Objective: Reproduce the entries below without any change, starting at the line that contains "Would you please identify the metal" and stopping after the line that contains "column 558, row 410".

Coordinate labeling data:
_____

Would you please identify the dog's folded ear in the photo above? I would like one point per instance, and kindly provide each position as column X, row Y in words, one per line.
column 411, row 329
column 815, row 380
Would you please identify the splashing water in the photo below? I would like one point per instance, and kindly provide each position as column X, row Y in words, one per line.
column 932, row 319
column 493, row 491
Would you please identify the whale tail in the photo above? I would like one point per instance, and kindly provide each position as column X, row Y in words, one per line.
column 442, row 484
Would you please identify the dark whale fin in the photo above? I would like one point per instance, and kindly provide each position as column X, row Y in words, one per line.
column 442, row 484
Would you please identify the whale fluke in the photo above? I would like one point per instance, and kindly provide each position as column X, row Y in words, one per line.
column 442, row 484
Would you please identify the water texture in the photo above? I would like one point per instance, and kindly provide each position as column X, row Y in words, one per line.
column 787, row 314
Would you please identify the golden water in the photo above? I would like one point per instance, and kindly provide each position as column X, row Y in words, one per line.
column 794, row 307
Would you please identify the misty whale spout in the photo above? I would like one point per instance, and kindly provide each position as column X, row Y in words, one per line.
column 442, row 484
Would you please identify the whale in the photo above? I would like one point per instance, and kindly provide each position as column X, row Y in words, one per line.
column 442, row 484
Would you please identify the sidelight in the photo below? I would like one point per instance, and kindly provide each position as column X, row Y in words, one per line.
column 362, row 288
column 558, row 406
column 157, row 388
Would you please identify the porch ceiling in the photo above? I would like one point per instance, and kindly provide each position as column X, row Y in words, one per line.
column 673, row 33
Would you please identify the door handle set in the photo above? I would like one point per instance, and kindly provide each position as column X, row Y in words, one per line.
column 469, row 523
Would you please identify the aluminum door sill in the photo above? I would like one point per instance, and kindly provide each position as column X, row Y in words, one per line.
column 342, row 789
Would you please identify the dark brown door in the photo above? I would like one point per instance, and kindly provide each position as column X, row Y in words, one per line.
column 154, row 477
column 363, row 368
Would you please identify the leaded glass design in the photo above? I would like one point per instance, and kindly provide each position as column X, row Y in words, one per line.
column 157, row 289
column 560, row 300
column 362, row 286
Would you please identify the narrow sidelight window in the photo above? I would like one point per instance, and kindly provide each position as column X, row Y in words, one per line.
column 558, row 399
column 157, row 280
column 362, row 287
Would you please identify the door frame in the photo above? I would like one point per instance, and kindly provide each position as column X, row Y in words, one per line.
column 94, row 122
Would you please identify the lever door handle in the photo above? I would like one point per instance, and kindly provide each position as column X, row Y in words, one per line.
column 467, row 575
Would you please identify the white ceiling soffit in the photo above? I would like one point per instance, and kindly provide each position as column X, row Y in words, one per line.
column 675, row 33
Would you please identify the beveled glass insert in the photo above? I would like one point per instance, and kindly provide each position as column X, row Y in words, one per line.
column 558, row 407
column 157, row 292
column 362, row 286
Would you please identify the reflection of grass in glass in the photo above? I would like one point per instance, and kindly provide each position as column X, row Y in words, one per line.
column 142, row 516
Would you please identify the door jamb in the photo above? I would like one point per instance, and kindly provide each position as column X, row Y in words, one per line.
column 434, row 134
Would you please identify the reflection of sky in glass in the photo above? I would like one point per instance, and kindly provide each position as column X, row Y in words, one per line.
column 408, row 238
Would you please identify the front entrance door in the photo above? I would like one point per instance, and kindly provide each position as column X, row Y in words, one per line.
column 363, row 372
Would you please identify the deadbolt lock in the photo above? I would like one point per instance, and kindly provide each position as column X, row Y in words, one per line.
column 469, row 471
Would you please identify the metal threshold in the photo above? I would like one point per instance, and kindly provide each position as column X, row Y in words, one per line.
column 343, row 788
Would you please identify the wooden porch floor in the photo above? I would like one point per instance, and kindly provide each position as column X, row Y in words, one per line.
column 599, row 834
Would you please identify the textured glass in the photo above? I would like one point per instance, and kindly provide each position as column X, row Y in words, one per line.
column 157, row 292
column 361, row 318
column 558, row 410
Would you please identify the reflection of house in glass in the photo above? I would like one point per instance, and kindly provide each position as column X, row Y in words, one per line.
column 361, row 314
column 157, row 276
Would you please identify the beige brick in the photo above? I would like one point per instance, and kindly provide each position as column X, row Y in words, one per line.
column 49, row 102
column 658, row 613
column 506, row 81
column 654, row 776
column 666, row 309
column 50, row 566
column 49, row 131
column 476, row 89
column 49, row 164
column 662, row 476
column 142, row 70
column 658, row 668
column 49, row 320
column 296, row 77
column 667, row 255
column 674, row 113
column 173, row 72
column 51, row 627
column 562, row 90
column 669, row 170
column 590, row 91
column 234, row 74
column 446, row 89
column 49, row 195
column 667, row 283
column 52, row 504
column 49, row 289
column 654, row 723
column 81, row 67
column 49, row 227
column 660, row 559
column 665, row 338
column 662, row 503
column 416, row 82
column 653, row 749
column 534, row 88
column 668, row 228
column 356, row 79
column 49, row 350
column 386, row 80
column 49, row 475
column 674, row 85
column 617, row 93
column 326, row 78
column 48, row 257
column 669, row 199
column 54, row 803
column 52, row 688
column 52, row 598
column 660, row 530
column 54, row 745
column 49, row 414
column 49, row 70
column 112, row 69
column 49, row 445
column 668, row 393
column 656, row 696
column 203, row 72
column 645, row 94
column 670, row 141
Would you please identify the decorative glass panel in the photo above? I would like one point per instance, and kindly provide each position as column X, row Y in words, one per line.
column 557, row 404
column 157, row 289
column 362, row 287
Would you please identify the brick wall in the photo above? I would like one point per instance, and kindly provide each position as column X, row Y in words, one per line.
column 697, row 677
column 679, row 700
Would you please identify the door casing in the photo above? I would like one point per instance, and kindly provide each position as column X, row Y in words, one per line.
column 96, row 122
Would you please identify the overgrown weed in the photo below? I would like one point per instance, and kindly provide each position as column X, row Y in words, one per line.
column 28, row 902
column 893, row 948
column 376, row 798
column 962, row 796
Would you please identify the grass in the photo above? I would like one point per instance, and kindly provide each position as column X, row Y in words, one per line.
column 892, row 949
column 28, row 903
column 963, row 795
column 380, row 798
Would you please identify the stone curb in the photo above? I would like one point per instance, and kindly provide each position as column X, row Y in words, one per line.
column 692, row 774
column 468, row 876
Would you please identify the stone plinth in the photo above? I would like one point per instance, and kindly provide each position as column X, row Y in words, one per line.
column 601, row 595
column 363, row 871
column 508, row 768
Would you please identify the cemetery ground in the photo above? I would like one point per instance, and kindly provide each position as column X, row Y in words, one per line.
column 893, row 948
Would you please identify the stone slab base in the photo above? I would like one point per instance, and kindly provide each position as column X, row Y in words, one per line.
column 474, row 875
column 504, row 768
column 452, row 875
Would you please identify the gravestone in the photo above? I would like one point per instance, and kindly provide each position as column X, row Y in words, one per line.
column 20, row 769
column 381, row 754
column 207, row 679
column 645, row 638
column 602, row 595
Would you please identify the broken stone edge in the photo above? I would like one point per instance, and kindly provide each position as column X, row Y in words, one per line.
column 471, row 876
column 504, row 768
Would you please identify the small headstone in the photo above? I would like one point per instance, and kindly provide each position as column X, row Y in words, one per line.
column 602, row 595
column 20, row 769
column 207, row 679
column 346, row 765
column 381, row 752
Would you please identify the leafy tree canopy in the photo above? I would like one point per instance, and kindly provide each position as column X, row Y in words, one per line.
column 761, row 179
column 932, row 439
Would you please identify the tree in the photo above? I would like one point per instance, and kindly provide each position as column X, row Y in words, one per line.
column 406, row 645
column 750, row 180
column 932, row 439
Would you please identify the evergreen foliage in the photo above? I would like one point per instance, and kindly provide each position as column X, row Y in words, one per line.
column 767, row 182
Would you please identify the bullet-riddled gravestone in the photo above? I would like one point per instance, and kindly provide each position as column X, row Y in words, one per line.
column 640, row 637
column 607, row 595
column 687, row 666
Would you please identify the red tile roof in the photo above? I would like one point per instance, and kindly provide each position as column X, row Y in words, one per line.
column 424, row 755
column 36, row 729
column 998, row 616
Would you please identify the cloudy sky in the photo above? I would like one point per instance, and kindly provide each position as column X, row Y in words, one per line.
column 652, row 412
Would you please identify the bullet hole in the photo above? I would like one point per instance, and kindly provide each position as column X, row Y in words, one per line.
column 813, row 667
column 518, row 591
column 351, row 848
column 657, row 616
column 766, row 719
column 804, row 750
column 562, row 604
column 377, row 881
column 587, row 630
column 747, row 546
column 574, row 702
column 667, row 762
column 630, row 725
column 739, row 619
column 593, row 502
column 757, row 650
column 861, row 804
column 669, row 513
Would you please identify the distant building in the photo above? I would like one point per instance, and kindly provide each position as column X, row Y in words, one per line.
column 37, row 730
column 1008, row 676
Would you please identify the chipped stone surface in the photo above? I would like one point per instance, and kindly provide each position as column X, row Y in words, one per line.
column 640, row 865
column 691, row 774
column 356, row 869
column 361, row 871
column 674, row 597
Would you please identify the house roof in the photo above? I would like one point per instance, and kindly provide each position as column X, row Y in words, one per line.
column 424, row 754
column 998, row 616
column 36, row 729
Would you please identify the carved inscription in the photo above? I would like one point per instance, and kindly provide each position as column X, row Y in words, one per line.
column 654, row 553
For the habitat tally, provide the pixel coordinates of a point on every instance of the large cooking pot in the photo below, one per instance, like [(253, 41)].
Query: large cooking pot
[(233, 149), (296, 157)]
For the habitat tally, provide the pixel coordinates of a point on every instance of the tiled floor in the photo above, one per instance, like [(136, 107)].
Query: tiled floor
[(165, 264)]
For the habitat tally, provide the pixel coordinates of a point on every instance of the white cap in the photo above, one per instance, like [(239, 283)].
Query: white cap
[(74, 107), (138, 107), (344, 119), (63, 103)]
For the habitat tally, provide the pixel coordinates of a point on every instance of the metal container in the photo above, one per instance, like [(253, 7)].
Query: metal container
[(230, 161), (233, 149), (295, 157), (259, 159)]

_____

Finished answer:
Would you please identify the metal threshold in the photo above? I would like one point per instance, and kindly provide each position as column X, row Y in words, one per line.
column 343, row 788
Would you please identify the wooden porch floor in the photo above? I would like one point per instance, and kindly provide each position as column X, row Y in words, one per line.
column 599, row 834
Would you please identify the textured glass in the photo above? I would like one point per instance, and kindly provide each position as column X, row Y in words, one per line.
column 157, row 292
column 361, row 318
column 558, row 410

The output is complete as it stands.